Begin PROVIDED TEXT

1
   

The NEXT coming Oz election thread!

 
 
dlowan
 
  1  
Reply Mon 1 Nov, 2004 06:36 am
PELL!
0 Replies
 
msolga
 
  1  
Reply Mon 1 Nov, 2004 06:37 am
Thok wrote:
Does the PM appoint when will the election held in 2007?


Yes, Thok, in consultation with his/her party. (Always a HE so far in OZ)
Usually after the end of the 2nd year, but I'm not sure of the actual "rules" (if they exist) regarding the length of time that needs to be served prior to choosing the time. Maybe some other Oz person here knows what the situation is?
0 Replies
 
msolga
 
  1  
Reply Mon 1 Nov, 2004 06:39 am
Adrian wrote:
Dlowan.

You're not allowed to ask questions about religion... but he's a very proud Catholic... what does it matter whether or not he went to see Archbishop Pell... anyway, why shouldn't he?

<petulant silence, stuck out bottom lip>


He went for spiritual guidance! :wink:
0 Replies
 
gozmo
 
  1  
Reply Mon 1 Nov, 2004 06:51 am
Well I'm not privy to inside information but I do know that persons such as Abbott , Pyne and Pell are typical Opus Dei fodder. This organisation which originated in Franco's Spain and has flourished under the fascist papacy of Jean Paul II is much more sophisticated than Santamaria's Catholic Action. It casts a world wide net and targets any institution which offers opportunities of social control.

End PROVIDED TEXT
Begin EXTRACTED INFORMATION

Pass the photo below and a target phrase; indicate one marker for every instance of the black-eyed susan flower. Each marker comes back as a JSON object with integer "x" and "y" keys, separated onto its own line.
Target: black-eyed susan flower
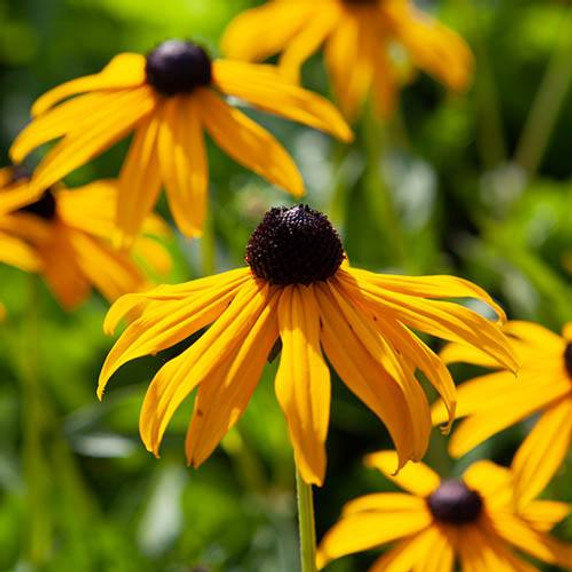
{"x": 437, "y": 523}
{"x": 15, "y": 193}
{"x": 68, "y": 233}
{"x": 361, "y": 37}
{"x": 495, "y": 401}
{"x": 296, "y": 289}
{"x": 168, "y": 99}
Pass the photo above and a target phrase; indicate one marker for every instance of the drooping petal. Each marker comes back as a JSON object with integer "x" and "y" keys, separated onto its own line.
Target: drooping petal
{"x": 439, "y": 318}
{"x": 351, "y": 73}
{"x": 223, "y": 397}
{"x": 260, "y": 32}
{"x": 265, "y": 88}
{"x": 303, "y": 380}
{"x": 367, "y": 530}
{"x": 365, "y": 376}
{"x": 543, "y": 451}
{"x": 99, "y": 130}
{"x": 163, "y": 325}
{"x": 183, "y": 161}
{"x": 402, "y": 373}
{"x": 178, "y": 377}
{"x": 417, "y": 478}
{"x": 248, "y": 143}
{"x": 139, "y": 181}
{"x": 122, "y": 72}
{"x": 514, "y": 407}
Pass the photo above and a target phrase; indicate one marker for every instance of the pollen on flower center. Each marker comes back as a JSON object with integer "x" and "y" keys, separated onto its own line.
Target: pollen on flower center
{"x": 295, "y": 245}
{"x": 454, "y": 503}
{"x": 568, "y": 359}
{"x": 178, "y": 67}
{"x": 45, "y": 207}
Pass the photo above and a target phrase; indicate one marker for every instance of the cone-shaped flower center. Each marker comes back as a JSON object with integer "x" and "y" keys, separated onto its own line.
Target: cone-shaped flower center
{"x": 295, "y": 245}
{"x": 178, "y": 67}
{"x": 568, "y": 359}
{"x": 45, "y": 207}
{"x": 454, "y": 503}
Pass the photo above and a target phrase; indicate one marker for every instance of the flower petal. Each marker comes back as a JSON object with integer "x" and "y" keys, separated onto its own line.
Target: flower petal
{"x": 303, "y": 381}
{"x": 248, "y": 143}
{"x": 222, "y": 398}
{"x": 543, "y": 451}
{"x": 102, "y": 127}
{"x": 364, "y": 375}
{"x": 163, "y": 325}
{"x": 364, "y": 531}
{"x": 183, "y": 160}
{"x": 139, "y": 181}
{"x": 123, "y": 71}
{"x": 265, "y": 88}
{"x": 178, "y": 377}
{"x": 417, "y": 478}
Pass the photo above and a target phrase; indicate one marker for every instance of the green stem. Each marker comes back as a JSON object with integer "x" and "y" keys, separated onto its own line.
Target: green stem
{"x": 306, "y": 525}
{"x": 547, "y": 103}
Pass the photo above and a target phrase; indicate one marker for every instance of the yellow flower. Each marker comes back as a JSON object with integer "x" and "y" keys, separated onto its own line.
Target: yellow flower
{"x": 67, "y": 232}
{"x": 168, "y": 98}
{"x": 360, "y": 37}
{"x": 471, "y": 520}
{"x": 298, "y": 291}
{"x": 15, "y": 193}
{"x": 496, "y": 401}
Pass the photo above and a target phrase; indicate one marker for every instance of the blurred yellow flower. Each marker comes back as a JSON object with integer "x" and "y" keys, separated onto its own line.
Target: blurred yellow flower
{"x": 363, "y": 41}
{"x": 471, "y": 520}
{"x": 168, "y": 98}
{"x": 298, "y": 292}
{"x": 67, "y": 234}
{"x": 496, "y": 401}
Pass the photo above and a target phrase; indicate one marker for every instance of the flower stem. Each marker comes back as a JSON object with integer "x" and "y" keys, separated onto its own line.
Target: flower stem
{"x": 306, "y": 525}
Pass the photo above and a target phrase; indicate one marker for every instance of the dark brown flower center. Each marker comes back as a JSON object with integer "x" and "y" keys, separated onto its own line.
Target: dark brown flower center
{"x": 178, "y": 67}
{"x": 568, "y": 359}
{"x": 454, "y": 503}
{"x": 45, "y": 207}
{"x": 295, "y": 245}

End EXTRACTED INFORMATION

**SET PROBLEM:**
Copy out the election thread from "Usually after the" down to "the situation is?", changing "2nd year" to "3rd year".

**TASK RESULT:**
Usually after the end of the 3rd year, but I'm not sure of the actual "rules" (if they exist) regarding the length of time that needs to be served prior to choosing the time. Maybe some other Oz person here knows what the situation is?